## Task objective:
Copy exactly the run of lines that begins at the line with "black goat in the photo above." and ends at the final line of the entries.

· · ·

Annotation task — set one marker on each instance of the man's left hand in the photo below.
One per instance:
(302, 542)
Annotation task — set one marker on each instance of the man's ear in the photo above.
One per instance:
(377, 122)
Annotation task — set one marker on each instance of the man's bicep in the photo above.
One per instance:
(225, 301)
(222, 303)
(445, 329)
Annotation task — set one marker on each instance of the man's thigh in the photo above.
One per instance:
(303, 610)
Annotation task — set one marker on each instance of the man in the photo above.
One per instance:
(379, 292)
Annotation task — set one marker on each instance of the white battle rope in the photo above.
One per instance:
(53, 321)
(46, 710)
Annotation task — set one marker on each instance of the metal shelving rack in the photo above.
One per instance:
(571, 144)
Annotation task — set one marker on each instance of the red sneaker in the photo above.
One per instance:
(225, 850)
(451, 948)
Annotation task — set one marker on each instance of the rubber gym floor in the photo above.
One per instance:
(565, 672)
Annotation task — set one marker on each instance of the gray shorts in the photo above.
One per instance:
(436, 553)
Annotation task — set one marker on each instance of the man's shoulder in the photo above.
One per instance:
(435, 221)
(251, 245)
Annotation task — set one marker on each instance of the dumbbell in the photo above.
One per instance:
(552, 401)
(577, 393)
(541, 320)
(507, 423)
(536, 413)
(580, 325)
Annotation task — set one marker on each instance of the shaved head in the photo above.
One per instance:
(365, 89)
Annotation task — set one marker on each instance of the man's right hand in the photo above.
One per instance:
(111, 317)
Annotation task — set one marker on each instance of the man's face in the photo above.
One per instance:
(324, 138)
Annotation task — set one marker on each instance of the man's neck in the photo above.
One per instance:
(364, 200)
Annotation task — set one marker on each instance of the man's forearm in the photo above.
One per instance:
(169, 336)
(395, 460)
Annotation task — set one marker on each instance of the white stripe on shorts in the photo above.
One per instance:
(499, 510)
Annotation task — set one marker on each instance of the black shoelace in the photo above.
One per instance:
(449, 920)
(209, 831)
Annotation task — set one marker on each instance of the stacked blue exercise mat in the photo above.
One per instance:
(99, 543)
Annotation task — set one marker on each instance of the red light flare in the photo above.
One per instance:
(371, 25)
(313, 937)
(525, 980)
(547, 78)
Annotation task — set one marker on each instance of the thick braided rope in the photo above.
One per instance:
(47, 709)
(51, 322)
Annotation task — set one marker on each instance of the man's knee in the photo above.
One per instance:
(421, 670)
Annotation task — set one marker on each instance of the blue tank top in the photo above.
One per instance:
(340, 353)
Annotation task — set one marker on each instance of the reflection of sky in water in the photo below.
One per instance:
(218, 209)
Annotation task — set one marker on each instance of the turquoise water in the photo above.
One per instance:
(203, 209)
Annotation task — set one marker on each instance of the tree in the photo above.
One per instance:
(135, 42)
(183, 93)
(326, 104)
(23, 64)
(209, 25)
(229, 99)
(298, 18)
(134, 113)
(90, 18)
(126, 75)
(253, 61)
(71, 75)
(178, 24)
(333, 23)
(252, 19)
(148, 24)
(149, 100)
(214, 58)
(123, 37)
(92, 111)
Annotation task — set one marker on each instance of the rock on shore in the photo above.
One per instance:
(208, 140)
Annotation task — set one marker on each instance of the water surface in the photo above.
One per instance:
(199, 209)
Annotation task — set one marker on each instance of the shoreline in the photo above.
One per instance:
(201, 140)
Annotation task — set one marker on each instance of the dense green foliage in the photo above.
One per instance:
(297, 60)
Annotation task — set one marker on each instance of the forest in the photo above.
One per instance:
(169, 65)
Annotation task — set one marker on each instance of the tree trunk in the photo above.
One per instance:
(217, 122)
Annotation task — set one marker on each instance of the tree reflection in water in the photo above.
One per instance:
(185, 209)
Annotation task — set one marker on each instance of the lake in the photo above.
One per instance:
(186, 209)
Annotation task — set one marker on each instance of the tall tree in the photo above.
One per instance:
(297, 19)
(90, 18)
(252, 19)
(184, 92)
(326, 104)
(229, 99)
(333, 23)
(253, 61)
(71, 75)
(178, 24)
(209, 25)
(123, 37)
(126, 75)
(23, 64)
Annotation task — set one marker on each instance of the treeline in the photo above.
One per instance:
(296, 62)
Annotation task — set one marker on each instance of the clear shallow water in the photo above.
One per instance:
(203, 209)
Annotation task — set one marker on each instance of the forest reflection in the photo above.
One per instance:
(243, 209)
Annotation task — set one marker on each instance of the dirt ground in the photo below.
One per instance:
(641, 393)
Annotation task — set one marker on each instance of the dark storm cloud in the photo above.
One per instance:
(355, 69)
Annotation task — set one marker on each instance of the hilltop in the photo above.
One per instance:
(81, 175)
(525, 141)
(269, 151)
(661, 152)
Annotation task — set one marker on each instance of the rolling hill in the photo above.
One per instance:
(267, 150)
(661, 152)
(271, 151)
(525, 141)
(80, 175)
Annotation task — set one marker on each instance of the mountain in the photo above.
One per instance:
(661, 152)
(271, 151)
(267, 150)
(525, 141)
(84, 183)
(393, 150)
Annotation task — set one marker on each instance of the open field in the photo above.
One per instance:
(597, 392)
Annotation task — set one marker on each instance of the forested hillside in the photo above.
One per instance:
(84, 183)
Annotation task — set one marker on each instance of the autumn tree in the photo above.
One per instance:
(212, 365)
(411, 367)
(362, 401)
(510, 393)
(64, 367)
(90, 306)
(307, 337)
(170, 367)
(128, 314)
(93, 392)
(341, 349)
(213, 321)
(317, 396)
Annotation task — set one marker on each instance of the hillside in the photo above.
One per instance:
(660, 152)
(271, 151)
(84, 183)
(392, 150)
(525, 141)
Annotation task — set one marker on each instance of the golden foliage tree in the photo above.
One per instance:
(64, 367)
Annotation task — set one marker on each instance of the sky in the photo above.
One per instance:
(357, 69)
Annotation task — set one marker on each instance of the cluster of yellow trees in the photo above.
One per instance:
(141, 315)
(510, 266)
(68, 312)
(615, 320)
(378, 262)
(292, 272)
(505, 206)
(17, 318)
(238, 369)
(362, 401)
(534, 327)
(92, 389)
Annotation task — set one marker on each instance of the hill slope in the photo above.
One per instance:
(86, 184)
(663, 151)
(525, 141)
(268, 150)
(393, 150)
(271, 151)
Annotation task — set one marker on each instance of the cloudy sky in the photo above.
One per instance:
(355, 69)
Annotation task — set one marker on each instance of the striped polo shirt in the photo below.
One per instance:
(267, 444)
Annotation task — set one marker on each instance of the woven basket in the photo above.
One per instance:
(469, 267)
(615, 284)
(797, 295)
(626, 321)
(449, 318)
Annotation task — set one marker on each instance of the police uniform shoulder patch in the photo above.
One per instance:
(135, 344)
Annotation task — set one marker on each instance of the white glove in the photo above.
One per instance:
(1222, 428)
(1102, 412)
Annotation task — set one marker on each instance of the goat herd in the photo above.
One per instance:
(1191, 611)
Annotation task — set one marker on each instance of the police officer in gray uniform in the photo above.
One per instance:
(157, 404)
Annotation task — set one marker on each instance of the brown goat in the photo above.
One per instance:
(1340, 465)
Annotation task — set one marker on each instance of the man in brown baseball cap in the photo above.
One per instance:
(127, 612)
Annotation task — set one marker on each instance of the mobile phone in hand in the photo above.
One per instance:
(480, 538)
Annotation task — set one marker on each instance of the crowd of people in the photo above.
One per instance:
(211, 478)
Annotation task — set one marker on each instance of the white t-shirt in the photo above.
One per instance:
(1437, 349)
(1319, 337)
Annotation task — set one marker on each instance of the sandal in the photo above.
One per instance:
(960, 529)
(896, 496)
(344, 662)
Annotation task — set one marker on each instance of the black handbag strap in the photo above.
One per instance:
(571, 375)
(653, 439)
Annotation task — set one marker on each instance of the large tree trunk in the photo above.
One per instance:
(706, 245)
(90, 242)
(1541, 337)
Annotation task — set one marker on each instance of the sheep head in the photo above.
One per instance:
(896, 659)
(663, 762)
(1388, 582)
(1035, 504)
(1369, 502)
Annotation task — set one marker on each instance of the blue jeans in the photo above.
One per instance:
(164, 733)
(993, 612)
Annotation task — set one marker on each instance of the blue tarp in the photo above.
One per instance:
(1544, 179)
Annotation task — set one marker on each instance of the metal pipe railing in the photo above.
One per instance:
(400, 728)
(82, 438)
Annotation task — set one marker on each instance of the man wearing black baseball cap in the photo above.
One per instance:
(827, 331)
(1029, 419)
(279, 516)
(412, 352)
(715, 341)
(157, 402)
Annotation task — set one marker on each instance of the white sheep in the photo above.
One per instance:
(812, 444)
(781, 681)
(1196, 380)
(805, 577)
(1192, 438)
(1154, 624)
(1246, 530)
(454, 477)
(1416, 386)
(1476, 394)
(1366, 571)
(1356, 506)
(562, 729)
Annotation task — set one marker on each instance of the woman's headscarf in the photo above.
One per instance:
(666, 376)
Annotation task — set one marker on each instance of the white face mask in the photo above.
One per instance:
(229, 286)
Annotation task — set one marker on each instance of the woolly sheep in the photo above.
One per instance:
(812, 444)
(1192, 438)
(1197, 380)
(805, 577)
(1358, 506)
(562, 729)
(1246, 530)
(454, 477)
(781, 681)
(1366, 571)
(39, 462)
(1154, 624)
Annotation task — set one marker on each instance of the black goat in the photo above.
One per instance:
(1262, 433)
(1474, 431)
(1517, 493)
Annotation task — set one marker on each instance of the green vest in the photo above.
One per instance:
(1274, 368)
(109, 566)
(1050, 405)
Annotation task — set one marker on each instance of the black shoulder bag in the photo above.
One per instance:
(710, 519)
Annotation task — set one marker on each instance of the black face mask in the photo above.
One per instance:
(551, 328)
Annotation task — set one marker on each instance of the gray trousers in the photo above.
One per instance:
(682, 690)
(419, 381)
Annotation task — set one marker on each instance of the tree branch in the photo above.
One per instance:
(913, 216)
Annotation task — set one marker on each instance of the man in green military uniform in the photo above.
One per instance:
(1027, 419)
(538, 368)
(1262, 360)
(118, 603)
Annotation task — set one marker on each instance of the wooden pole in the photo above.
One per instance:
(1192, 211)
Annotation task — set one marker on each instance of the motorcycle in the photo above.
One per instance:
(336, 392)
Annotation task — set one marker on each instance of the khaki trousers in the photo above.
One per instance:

· · ·

## Complete output:
Annotation task — set one marker on each instance of the black goat in the photo above.
One per instance:
(1262, 433)
(1474, 431)
(1517, 493)
Annotation task — set one marker on each instance of the green vest in the photo above.
One per instance:
(1274, 368)
(109, 566)
(1050, 405)
Annotation task — set one marker on each instance of the black shoulder bag in the photo above.
One per instance:
(710, 519)
Annotation task — set one marker on each instance of the black face mask in the photo above.
One per instance:
(551, 328)
Annotation task — set one marker on each instance of the gray trousers in the photo above.
One per instance:
(682, 690)
(419, 381)
Annotation task — set one marker on each instance of the tree branch in the photo above.
One per instance:
(913, 216)
Annotation task — set one marker on each instance of the man in green military uniform in the photo above.
One per instance:
(1027, 419)
(538, 368)
(1262, 360)
(118, 603)
Annotation task — set one marker on each instance of the wooden pole in the photo above.
One per instance:
(1192, 211)
Annotation task — set one marker on each instance of the motorcycle in the photo above.
One per instance:
(336, 392)
Annotation task — set one marker on each instance of the khaki trousers in the photo above.
One per instance:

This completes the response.